TASK TO COMPLETE
A word-for-word transcription of the data below is required.

MATERIAL PROVIDED

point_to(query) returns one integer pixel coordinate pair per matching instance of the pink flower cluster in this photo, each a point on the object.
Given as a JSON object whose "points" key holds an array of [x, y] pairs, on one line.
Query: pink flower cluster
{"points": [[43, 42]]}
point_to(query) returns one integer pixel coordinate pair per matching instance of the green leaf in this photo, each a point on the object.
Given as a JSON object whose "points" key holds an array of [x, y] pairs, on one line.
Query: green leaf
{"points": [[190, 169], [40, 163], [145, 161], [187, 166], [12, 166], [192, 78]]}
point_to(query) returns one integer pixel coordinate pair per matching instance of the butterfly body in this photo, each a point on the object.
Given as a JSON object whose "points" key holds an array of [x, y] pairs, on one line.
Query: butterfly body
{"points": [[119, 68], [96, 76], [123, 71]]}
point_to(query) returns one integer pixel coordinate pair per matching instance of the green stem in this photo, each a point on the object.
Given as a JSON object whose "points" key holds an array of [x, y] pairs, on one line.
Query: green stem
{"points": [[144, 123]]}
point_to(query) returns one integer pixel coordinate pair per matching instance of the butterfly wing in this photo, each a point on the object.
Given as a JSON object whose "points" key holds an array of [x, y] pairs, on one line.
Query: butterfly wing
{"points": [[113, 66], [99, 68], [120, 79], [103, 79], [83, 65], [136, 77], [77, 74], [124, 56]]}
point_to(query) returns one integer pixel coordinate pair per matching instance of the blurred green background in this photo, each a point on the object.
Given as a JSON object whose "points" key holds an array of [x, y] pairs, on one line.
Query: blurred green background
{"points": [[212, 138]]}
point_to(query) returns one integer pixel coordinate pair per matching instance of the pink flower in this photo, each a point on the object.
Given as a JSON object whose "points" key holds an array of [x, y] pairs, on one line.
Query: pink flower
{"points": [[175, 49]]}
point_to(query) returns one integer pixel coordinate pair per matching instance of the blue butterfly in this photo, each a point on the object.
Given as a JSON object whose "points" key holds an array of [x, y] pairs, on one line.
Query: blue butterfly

ANSWER SECTION
point_to(query) returns one integer pixel coordinate pair per matching instance of the pink flower cluster in this photo, each a point on the object.
Given as a JSON object whose "points" key holds an array of [x, y] pairs, on one line.
Query: pink flower cluster
{"points": [[43, 42]]}
point_to(query) returns one integer pixel coordinate pair per matching instance of the green leaf in this photo, each a point on the object.
Given as a JSON object whose "points" key holds an array of [x, y] pairs, on one line.
Query: green leaf
{"points": [[190, 169], [40, 163], [145, 161], [187, 166], [12, 166], [192, 78]]}
point_to(query) returns one integer pixel coordinate pair per matching instance of the butterfly body in this photo, each a point on the object.
Given as a JSON object whose "points" key holds an array of [x, y] pairs, on one line.
Query: butterfly body
{"points": [[119, 68], [96, 76], [123, 71]]}
point_to(query) returns one integer pixel coordinate pair per matching instance of the green stem in this photo, each a point on the object.
Given as a JSON object whose "points" key holds an array of [x, y] pairs, on one line.
Query: green stem
{"points": [[144, 123]]}
point_to(query) returns one integer pixel coordinate pair per matching instance of the butterfly wing in this photo, each a point on the object.
Given as a JSON object whose "points" key holds an array of [x, y] pairs, on one line.
Query: butterfly wing
{"points": [[113, 66], [99, 68], [120, 79], [103, 79], [83, 65], [136, 77], [77, 74], [124, 56]]}
point_to(query) returns one integer pixel coordinate pair per matching instance of the blurred green background in this photo, each a point on the object.
Given as a JSON object whose "points" key holds an array of [x, y] pairs, on one line.
Query: blurred green background
{"points": [[212, 138]]}
point_to(query) returns one integer pixel coordinate pair per matching instance of the pink flower in this photo, each a point on the object.
Given as a JSON object whose "points" key holds an array of [x, y] pairs, on one line.
Query: pink flower
{"points": [[175, 49]]}
point_to(query) returns one integer pixel coordinate pair per matching instance of the blue butterfly in this photo, each a point on the object.
Given as a JSON object whose "points" key holds an array of [x, y] pairs, on one line.
Query: blue butterfly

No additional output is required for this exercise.